= Task directions =
Gather all lines in the entries below that include the word "instance".

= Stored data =
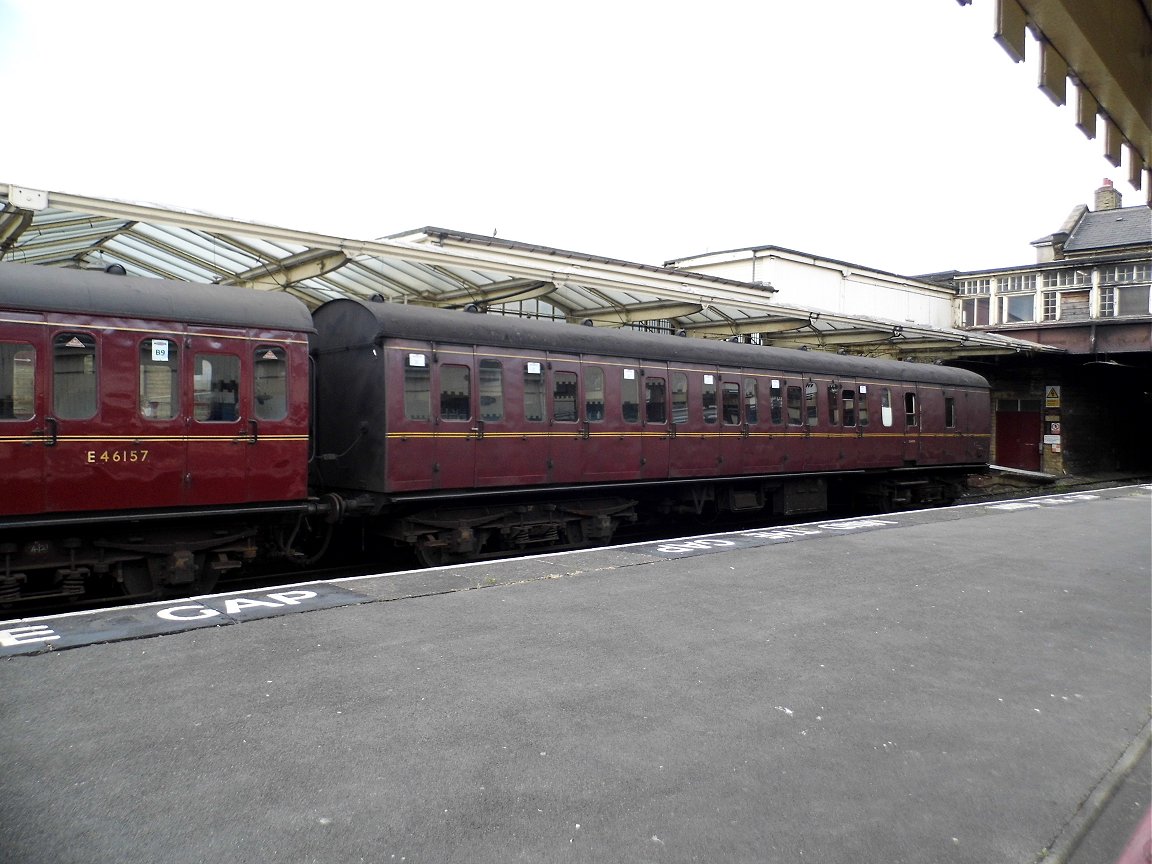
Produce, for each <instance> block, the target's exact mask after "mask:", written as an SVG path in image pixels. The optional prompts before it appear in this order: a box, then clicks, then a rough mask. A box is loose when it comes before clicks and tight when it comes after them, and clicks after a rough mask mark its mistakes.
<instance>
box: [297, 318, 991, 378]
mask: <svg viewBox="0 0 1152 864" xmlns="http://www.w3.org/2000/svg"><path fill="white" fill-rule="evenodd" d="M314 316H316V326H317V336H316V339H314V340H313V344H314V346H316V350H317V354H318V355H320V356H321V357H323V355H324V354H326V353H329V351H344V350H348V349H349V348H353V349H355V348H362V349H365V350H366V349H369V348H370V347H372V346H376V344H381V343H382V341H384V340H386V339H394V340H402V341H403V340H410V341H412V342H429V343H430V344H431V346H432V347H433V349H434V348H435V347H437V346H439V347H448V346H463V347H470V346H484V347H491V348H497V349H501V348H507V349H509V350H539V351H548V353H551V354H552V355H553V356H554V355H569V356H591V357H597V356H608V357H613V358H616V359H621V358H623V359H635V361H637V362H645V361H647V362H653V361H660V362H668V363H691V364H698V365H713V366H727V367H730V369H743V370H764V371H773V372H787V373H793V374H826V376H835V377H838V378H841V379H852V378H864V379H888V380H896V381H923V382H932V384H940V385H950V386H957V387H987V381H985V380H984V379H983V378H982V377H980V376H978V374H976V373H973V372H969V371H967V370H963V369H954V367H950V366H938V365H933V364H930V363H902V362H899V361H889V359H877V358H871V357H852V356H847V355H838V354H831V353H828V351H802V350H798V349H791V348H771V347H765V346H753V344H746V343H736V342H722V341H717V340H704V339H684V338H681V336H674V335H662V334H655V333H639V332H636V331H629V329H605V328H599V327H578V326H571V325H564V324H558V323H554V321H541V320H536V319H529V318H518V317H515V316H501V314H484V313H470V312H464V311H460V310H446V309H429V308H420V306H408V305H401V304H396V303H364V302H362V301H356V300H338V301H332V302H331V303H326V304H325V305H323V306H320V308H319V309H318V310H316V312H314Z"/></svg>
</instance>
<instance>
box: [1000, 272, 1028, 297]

= Result =
Produce, for each <instance> block, the target's exact mask after "mask:", written as an SVG path in image pixels. The optional prompts before it appear in this order: a box, then clicks, then a rough mask. A box is loose when it comes before clicks and tight when it comes after them, and clicks after a rough mask mark its mistakes.
<instance>
</instance>
<instance>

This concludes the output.